== Text block ==
Dáil debates

Wednesday, 9 April 2025

7:45 am

Photo of Séamus McGrathSéamus McGrath (Cork South-Central, Fianna Fail) | Oireachtas source

I too welcome this debate and the opportunity to speak. The stakes are very high, as mentioned earlier. We now have some more clarity on President Trump’s announcements. He is upending decades of international trade norms and relationships in a matter of weeks. That is extremely serious. For Ireland it presents a real threat. We are a small open trading economy with a very strong foreign direct investment sector so we know the consequences can be very grave. We now see the back and forth between China and the US. Unfortunately, it is becoming a runaway train in terms of increasing tariffs.

I fully support the Irish Government and the EU position on this. It is important that we give space, take a cool level-headed approach, give dialogue a real opportunity to succeed and do our best to negotiate our way through this particularly difficult situation. That is in no way a sign of weakness - it is the right thing and smart thing to do – but we must also send a clear message that if discussion and negotiation do not work then we will respond as an EU bloc. That has already been made clear in the response to the earlier tariffs on steel and aluminium. The EU is now responding and that is the right thing to do.

We know tariffs are counterproductive. They only result in dampening economic growth and expectations, as well as increased consumer prices, inflation and unemployment and have significant potential to cause a major international and worldwide recession. That is something we all want to do our best to prevent.

== Provided material ==
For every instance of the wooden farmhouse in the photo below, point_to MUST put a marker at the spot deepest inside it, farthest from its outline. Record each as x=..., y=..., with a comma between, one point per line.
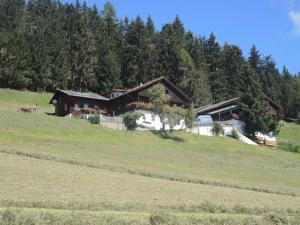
x=76, y=103
x=115, y=102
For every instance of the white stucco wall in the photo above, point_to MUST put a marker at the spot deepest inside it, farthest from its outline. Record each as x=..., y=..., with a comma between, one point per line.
x=152, y=121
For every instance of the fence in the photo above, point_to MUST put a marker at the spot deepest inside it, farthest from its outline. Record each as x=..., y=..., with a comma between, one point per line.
x=111, y=119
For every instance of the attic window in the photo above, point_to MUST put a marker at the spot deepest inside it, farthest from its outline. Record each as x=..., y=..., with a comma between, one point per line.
x=170, y=93
x=77, y=106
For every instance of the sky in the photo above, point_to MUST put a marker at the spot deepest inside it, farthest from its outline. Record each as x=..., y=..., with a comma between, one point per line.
x=272, y=25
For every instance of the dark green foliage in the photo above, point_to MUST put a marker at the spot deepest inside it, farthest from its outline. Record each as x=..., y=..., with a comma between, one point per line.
x=235, y=135
x=46, y=45
x=130, y=119
x=217, y=129
x=253, y=102
x=94, y=119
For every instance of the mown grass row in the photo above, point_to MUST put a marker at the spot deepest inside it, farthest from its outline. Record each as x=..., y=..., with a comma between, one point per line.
x=15, y=216
x=123, y=169
x=205, y=207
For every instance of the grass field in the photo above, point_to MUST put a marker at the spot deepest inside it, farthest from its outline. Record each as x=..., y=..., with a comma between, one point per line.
x=291, y=132
x=71, y=172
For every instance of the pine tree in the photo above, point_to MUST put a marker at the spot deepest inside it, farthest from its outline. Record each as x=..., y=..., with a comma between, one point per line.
x=253, y=102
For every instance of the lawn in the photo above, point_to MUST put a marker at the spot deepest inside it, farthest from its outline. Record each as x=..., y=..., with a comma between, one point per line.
x=59, y=165
x=291, y=132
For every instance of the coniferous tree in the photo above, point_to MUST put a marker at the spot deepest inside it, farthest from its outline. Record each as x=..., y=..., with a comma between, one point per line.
x=253, y=102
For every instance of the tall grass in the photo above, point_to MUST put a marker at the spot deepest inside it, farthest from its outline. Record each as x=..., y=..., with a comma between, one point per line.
x=124, y=169
x=13, y=216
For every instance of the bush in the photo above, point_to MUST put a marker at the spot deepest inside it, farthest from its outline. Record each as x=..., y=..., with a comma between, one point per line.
x=130, y=118
x=217, y=129
x=288, y=146
x=235, y=134
x=94, y=119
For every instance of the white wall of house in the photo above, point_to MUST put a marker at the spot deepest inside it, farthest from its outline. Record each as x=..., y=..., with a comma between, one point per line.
x=152, y=121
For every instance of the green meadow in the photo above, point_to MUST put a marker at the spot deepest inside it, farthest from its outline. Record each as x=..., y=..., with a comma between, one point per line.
x=68, y=171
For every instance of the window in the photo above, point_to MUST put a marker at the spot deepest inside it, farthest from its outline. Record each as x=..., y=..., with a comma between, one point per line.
x=153, y=117
x=76, y=106
x=170, y=93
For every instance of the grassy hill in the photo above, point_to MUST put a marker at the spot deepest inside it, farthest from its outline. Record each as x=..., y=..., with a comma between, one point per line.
x=68, y=171
x=291, y=132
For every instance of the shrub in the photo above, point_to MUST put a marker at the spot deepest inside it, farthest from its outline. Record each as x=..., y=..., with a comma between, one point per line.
x=288, y=146
x=217, y=129
x=130, y=118
x=94, y=119
x=235, y=134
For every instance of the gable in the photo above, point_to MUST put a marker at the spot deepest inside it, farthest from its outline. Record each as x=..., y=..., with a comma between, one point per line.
x=175, y=96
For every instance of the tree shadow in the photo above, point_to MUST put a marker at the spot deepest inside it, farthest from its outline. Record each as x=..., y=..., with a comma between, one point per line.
x=167, y=135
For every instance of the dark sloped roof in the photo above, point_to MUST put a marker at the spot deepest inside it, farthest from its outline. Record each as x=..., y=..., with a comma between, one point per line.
x=80, y=95
x=151, y=83
x=210, y=107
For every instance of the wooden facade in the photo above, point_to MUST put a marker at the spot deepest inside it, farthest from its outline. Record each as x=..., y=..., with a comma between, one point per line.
x=115, y=102
x=139, y=97
x=69, y=102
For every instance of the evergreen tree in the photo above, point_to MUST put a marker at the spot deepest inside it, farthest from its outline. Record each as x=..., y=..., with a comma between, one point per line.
x=253, y=102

== Complete the following ==
**A.** Reproduce the passage from the Dáil debate on US tariffs, starting at "Dáil debates" and ending at "of increasing tariffs.", renaming "Ireland" as "the country" throughout.
**B.** Write the next part of the Dáil contribution on US tariffs, beginning immediately after its final sentence.

== Answers ==
**A.**
Dáil debates

Wednesday, 9 April 2025

7:45 am

Photo of Séamus McGrathSéamus McGrath (Cork South-Central, Fianna Fail) | Oireachtas source

I too welcome this debate and the opportunity to speak. The stakes are very high, as mentioned earlier. We now have some more clarity on President Trump’s announcements. He is upending decades of international trade norms and relationships in a matter of weeks. That is extremely serious. For the country it presents a real threat. We are a small open trading economy with a very strong foreign direct investment sector so we know the consequences can be very grave. We now see the back and forth between China and the US. Unfortunately, it is becoming a runaway train in terms of increasing tariffs.

**B.**
My constituency of Cork South-Central has a very strong foreign direct investment sector. These tariffs will affect all sectors - food and drink, engineering, construction, agriculture and so on - but they will be particularly damaging in pharma, biopharma, medical devices and life sciences as a whole. In my constituency, there are a lot of US companies in these areas. Unfortunately, the US President has said the tariffs on pharma will be coming very soon. That is worrying. We do not know what to expect but it is not good.

It is important that as a Government we renew our strategy in foreign direct investment and engage very actively with the sector and send a very strong message to it that we will take a step-by-step approach with businesses to support them through the choppy international economic waters ahead. It is important that we restate and reiterate the attractiveness of Ireland as a location for foreign direct investment. Obviously, our well-educated and capable workforce, our access to EU markets without tariffs, our English-speaking country and the very pro-enterprise Government are important. Above all, it is critical we have a strong political consensus in the country to face this threat. Together we are stronger. This is an existential threat and we have to stand together politically so we have one voice on this and face the threat in the strongest possible way.